* Objective
Lines before the one containing "If you could identify the black shoulder" are left out; copy that line and every later line through the end of the data exactly.

# # #

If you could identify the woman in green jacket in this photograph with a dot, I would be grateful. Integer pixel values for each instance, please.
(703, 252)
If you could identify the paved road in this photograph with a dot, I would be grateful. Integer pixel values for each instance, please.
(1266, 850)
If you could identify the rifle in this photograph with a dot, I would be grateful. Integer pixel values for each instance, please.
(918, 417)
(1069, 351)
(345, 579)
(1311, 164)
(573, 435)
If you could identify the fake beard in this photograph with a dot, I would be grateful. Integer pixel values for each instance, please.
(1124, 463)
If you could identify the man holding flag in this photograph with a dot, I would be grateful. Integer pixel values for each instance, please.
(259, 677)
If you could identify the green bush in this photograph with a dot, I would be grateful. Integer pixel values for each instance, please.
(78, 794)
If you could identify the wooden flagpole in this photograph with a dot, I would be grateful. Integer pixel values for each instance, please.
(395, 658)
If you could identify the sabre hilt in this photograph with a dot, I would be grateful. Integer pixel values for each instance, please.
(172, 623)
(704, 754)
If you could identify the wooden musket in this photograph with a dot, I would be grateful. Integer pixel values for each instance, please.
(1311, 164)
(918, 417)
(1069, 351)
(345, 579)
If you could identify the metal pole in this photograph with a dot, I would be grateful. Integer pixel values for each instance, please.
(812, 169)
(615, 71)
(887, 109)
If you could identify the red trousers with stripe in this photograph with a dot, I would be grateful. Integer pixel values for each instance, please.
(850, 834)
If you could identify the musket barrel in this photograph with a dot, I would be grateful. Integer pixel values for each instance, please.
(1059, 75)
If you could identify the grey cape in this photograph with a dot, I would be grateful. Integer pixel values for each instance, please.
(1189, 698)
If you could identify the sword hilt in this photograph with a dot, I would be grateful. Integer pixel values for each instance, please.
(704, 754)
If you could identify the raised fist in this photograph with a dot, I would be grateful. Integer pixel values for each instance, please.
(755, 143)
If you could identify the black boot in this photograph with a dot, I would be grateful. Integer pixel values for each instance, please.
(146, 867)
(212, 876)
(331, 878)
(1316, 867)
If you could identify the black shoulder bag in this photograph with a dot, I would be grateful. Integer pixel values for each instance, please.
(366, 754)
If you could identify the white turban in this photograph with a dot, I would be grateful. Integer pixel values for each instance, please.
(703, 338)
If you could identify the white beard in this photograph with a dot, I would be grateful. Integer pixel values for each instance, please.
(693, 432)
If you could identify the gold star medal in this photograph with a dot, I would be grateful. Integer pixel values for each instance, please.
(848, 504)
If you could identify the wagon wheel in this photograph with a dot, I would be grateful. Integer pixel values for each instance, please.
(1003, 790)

# # #

* Answer to this task
If you could identify the black shoulder bag in this photograph with a dot, I would be grateful. Integer pixel values for each instance, please.
(366, 754)
If you could identify the white turban in this photograph with a dot, I would be grateful. Integer pixel values for each instance, please.
(703, 338)
If you could identify the white beard in this photograph with a dot, I would be grateful. Integer pixel values for each instance, please.
(693, 432)
If you could identify the gold star medal in this photograph with a dot, I would be grateful. Integer pixel values for each instance, please.
(848, 504)
If you could identify the wagon wheel in this photograph with a dot, I would be grateful. Integer pixel values for each instance, please.
(1003, 790)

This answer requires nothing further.